### Data shown
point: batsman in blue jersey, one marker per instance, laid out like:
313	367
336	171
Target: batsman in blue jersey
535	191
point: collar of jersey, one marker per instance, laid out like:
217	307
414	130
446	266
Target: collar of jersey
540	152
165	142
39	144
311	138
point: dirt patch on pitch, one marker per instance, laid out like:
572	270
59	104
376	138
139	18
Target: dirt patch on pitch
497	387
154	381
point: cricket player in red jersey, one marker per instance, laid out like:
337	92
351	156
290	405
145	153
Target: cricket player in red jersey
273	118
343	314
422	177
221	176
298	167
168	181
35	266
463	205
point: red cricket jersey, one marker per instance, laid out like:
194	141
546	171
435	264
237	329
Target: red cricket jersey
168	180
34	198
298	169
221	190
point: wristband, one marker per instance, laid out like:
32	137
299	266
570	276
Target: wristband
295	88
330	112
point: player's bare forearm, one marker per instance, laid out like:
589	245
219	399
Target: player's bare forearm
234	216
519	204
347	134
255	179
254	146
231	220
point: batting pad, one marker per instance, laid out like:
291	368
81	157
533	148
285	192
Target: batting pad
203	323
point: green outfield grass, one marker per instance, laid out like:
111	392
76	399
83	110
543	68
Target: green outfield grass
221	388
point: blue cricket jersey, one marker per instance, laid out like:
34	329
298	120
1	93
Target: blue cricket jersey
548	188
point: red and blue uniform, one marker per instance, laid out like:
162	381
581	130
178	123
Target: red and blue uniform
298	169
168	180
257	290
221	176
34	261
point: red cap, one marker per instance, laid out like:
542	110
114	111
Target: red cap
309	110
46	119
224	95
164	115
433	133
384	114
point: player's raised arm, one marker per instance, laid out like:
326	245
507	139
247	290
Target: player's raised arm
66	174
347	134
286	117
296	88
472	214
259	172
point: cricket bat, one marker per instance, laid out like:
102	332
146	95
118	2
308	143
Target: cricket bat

### Problem details
Reproduce all of the rows above verbatim, from the first to the last, without altering anything.

### Result for this exercise
point: batsman in blue jersey, one marker per instance, laid out like:
313	367
336	171
Target: batsman in blue jersey
535	191
point: collar of jersey, one marker per instance, laid out like:
217	307
414	130
446	266
Target: collar of jersey
540	152
165	142
39	144
311	138
point: dirt patch on pitch, one marker per instance, laid out like:
572	270
59	104
376	138
139	18
Target: dirt patch on pitch
497	387
154	381
point: cricket player in red jersey, one marker per instance, laid out like:
337	92
351	156
290	405
145	153
Target: cricket player in red jersey
273	118
343	314
422	177
221	176
298	167
168	181
35	266
463	205
point: red cricket jersey, one marker per instance, laid out like:
194	141
546	171
435	264
237	329
Target: red cricket jersey
168	180
34	198
298	169
221	190
point: wristband, one marker per instance, laid out like:
32	137
299	266
570	276
Target: wristband
295	88
330	112
point: player's bare forearm, one marker per instance, laid out like:
589	245
219	399
Target: player's bare forearm
234	216
519	204
347	134
255	179
254	146
231	220
point: batting pad, one marker per instance, laid out like:
291	368
81	157
533	148
285	192
Target: batting pad
203	323
point: green outfield grass, one marker per instance, laid out like:
111	392
76	399
83	110
543	68
Target: green outfield grass
221	388
point: blue cricket jersey, one marker per instance, laid out like:
34	329
298	120
1	93
Target: blue cricket jersey
548	188
point: red and blue uniform, one marker per instance, laid out like:
162	381
581	130
178	123
Target: red and blue uniform
298	169
168	180
257	290
221	176
34	261
point: red cap, one marker per instance, laid out like:
542	110
114	111
Target: red cap
309	110
46	119
224	95
164	115
433	133
384	114
point: player's raised arm, one marker per instance, laid out like:
326	245
507	139
247	290
Target: player's raised arm
66	174
347	134
286	117
296	88
472	214
259	172
point: cricket bat, one marker per instance, laid out like:
102	332
146	95
118	2
308	143
Target: cricket bat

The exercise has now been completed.